Detection annotation records:
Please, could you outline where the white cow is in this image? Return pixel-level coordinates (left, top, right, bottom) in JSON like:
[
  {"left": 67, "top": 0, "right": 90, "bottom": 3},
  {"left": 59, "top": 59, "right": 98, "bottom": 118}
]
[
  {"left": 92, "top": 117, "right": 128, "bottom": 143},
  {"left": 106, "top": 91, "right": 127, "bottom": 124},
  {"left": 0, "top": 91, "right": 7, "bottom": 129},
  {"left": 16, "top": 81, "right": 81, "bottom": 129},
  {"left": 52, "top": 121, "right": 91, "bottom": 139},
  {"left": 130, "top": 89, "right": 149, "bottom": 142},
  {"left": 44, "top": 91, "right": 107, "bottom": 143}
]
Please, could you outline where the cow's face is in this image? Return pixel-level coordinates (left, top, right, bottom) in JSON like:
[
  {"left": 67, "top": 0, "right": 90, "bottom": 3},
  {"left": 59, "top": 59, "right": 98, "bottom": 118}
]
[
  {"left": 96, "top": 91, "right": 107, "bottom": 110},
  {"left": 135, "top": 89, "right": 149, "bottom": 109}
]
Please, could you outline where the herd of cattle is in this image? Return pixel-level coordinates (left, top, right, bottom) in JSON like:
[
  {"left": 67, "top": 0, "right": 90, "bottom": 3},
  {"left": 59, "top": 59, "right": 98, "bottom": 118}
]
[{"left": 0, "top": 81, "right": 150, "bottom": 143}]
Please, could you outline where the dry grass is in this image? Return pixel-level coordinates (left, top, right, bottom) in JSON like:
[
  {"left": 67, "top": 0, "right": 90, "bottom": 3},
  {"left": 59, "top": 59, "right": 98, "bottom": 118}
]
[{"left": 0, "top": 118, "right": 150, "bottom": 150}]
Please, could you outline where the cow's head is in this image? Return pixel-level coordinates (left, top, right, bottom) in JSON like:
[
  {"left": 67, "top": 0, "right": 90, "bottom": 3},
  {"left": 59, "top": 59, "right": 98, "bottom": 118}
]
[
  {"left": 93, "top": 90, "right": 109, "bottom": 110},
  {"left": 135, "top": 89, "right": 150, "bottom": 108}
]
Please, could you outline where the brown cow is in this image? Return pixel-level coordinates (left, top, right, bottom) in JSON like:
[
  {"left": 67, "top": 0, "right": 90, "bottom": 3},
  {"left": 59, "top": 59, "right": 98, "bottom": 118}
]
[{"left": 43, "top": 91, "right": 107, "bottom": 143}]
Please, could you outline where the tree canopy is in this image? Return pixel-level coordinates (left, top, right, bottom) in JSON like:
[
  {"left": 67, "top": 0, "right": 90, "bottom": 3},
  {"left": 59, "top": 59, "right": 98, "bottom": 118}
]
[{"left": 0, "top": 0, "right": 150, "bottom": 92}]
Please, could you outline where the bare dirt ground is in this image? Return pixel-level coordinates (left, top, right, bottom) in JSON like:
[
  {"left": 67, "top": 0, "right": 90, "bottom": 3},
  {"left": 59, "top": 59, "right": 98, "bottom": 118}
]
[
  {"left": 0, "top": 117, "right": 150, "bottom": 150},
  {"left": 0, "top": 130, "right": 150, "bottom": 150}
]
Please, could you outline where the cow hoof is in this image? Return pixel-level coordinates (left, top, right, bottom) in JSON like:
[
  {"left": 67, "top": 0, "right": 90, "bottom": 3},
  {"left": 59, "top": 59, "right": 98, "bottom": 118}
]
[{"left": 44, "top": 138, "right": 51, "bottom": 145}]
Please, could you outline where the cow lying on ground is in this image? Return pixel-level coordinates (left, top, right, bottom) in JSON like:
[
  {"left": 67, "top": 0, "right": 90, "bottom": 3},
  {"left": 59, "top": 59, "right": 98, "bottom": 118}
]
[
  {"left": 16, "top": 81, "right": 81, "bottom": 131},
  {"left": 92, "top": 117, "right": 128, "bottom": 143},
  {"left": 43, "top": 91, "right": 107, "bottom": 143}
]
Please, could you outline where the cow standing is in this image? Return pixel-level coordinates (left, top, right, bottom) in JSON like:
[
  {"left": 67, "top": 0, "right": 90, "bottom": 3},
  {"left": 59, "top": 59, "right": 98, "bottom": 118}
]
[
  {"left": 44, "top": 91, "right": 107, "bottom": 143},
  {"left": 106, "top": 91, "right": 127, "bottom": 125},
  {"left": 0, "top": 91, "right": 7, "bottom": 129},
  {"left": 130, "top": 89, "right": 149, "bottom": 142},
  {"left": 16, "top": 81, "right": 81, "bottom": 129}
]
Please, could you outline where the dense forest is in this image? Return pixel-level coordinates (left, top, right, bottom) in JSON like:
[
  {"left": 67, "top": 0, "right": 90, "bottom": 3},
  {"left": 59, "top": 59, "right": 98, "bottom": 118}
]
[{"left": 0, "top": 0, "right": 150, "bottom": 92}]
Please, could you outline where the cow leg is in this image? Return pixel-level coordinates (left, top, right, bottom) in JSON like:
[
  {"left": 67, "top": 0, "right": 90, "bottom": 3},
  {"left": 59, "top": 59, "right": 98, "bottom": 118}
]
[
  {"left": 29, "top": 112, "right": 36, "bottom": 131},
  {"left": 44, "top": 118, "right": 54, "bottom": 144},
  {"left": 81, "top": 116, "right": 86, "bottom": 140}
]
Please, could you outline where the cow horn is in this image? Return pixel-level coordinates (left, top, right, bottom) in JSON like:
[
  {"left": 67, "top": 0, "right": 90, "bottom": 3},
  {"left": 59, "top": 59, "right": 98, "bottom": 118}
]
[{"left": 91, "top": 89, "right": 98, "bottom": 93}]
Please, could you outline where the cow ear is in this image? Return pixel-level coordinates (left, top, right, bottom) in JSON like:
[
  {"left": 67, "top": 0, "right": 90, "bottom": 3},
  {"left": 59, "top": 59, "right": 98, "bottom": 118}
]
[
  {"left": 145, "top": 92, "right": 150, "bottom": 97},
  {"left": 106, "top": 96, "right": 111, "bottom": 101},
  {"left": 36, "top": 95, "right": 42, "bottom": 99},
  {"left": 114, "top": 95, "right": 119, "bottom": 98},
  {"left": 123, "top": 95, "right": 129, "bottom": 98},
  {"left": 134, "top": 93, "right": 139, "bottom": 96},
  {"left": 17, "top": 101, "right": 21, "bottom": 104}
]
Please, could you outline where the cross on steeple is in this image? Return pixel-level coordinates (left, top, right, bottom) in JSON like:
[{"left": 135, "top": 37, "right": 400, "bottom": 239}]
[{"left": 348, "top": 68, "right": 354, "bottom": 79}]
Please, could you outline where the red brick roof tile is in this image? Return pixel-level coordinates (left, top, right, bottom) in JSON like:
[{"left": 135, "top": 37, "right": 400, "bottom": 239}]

Required task
Pull out each line of the entries above that contains the string "ground".

Solution for this task
Please, could you outline where the bare dirt ground is in this image? Return pixel-level coordinates (left, top, right, bottom) in JSON like:
Please, could you outline where the cow lying on ground is in this image? Return pixel-level coordinates (left, top, right, bottom) in JSON like:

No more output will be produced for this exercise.